* **Aim 1**:
Could you repeat the records starting at the line containing "Give bounding boxes for small tree." and ending at the line containing "[0,147,364,784]", changing "cardigan" to "sweater" and leaving everything else unchanged?

==== Document ====

Cray has signed a $36m deal to upgrade and expand the supercomputers used by the European Centre for Medium-Range Weather Forecasts (ECMWF).

The centre provides medium-range forecasts of global weather to 15 days ahead as well as with monthly and seasonal forecasts up to a year ahead.

The data-crunching supercomputer system based at its headquarters in Reading, England, is one of the largest in the world of meteorology and contains the world's largest archive of numerical weather prediction data. It also runs a sophisticated global prediction model of the atmosphere and oceans.

The upgrade will allow the research center to further develop its complex models to provide more accurate weather forecasts.

Back in June 2013 Cray was awarded a contract to provide ECMWF with two Cray XC30 supercomputers and a Cray Sonexion storage system. Under the terms of the new deal, Cray will expand and upgrade the supercomputers at ECMWF to Cray XC40 systems. ECMWF will also get additional Cray Sonexion 2000 scale-out Lustre storage, and a 32-node Cray XC40-AC system with the next-generation of the Intel Xeon Phi processor code-named Knights Landing.

==== Excerpted records ====

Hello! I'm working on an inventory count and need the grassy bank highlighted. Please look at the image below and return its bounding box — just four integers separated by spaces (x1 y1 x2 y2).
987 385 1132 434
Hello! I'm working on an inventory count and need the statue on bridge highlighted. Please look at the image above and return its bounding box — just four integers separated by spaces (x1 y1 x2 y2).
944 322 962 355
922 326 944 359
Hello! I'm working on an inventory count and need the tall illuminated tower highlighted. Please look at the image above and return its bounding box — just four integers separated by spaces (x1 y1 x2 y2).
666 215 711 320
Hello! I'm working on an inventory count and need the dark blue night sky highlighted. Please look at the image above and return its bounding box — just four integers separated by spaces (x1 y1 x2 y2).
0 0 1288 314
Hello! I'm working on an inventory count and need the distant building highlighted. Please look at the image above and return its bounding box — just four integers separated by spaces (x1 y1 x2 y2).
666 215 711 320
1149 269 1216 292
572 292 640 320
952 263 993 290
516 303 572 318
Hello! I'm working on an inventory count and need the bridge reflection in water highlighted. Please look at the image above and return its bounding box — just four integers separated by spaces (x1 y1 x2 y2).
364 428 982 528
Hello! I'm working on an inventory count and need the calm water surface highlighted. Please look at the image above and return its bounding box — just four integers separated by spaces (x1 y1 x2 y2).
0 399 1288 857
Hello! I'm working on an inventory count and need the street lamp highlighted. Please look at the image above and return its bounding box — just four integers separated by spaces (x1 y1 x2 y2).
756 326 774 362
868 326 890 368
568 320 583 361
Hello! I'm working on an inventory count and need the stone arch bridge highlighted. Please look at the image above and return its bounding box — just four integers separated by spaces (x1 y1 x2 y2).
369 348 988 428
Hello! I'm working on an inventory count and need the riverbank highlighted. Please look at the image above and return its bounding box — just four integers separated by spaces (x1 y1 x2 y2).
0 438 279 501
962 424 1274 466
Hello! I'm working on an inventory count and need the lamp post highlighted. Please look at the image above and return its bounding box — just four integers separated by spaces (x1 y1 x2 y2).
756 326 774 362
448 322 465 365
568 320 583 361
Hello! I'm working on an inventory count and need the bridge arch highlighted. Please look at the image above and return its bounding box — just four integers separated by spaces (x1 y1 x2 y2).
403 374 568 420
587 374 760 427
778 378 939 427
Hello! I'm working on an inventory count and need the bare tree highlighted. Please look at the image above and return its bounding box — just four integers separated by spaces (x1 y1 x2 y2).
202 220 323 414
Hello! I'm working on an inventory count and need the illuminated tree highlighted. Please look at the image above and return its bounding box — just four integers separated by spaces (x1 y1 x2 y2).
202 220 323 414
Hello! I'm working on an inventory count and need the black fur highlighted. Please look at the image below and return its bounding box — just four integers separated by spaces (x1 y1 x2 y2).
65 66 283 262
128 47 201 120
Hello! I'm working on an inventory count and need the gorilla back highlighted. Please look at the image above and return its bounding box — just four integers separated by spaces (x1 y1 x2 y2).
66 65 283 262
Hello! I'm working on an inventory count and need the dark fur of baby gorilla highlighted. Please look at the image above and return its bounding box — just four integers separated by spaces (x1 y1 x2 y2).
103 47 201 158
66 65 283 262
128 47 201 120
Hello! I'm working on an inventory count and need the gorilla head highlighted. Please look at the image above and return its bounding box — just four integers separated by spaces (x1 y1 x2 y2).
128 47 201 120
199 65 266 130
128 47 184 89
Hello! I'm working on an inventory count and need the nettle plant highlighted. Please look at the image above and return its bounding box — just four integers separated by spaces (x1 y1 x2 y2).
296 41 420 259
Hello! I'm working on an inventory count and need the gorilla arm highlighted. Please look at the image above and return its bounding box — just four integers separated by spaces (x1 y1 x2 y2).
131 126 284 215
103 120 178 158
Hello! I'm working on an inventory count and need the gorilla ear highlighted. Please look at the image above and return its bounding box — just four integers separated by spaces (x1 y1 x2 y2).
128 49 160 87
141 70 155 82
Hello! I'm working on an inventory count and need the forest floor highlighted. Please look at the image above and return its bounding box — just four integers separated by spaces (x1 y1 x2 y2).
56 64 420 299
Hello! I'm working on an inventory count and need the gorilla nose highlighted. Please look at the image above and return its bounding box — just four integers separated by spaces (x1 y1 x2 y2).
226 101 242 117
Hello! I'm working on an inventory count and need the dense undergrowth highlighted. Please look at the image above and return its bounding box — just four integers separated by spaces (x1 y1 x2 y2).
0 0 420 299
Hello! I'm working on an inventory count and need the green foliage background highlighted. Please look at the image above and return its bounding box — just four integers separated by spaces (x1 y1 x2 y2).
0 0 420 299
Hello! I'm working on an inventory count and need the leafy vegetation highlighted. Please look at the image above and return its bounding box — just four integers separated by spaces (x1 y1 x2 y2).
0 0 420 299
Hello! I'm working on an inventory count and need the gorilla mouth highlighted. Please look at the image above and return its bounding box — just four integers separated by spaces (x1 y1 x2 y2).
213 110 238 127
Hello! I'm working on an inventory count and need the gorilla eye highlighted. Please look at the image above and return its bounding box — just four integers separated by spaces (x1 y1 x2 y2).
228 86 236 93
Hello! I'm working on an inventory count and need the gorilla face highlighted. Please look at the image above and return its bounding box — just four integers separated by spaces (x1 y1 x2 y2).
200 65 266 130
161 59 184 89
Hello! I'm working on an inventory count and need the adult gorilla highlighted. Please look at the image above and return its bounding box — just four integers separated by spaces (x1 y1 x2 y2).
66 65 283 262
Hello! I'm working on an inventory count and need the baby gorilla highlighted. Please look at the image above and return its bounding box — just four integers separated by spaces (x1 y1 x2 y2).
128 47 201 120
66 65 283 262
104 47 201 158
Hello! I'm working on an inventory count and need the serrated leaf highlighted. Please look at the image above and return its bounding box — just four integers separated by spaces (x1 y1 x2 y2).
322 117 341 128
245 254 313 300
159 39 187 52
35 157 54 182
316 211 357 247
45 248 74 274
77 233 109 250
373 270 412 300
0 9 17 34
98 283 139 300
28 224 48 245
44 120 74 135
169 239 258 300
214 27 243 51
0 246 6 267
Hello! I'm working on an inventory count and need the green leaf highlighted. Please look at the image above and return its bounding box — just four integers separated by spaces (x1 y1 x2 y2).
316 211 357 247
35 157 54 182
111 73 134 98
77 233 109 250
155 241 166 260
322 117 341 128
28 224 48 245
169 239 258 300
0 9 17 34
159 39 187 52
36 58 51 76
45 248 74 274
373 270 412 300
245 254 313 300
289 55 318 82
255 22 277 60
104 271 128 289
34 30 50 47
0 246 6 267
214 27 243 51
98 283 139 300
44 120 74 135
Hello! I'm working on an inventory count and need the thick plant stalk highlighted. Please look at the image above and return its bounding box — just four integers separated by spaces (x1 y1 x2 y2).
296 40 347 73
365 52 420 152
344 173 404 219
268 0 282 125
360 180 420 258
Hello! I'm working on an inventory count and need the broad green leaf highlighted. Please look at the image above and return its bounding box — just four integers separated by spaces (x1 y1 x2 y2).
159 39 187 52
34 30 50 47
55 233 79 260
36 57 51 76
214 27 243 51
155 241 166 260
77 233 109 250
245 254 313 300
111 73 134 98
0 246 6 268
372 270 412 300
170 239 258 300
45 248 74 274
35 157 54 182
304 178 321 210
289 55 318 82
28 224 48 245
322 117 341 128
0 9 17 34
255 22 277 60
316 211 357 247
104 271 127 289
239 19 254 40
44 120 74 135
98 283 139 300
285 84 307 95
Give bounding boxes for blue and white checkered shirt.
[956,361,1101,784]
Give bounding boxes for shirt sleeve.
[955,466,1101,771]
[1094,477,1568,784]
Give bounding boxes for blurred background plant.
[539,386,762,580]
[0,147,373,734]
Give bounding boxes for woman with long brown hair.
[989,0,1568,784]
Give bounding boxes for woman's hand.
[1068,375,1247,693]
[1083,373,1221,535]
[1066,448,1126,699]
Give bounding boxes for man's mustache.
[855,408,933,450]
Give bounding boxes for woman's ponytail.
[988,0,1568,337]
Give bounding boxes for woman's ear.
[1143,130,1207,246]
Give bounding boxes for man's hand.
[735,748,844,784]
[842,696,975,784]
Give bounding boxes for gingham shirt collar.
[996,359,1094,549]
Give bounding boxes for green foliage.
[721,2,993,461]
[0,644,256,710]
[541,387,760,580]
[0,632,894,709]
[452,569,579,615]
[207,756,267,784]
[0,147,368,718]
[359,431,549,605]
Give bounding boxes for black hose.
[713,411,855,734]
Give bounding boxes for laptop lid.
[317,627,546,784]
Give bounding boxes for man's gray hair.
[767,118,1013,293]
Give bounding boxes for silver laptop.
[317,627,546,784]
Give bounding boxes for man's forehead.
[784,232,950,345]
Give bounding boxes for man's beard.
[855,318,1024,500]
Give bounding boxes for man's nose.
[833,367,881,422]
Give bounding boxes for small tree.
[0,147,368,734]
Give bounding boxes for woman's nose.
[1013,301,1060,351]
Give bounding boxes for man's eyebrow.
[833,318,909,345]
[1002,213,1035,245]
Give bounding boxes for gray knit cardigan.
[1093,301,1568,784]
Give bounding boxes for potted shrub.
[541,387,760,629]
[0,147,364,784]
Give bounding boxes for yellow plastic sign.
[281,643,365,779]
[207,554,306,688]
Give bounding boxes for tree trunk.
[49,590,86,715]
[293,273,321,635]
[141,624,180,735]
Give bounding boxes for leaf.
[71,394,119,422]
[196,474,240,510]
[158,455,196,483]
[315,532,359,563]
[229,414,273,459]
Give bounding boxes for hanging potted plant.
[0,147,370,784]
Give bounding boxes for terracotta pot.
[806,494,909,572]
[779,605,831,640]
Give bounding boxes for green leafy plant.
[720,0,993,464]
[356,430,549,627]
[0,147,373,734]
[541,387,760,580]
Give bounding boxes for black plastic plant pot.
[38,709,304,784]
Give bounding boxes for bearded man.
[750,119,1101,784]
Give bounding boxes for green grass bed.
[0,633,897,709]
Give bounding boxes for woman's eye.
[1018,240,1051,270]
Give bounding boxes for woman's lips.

====

* **Aim 2**:
How would the article about Cray's ECMWF supercomputer deal go on after its final sentence?

* **Reply 1**:
Give bounding boxes for small tree.
[0,147,368,734]
Give bounding boxes for woman's nose.
[1013,301,1060,351]
Give bounding boxes for man's eyebrow.
[833,318,909,345]
[1002,213,1035,245]
Give bounding boxes for gray knit sweater.
[1093,301,1568,784]
Give bounding boxes for potted shrub.
[541,387,760,629]
[0,147,364,784]

* **Reply 2**:
The new systems are due to be delivered this year.

ECMWF Director of Research Erland Källén said the upgrade will enable the centre to develop high-resolution forecasts that improve the prediction of severe weather events up to about two weeks ahead.

It will also allow for the introduction of improved data assimilation methods, allowing the centre to use more Earth system observations, and to produce more detailed and better-quality atmospheric composition forecasts.

While supercomputing has traditionally been limited to use for scientific research, increasingly it is being viewed with interest by more mainstream enterprise customers too as the search for ways to analyse their big data stores.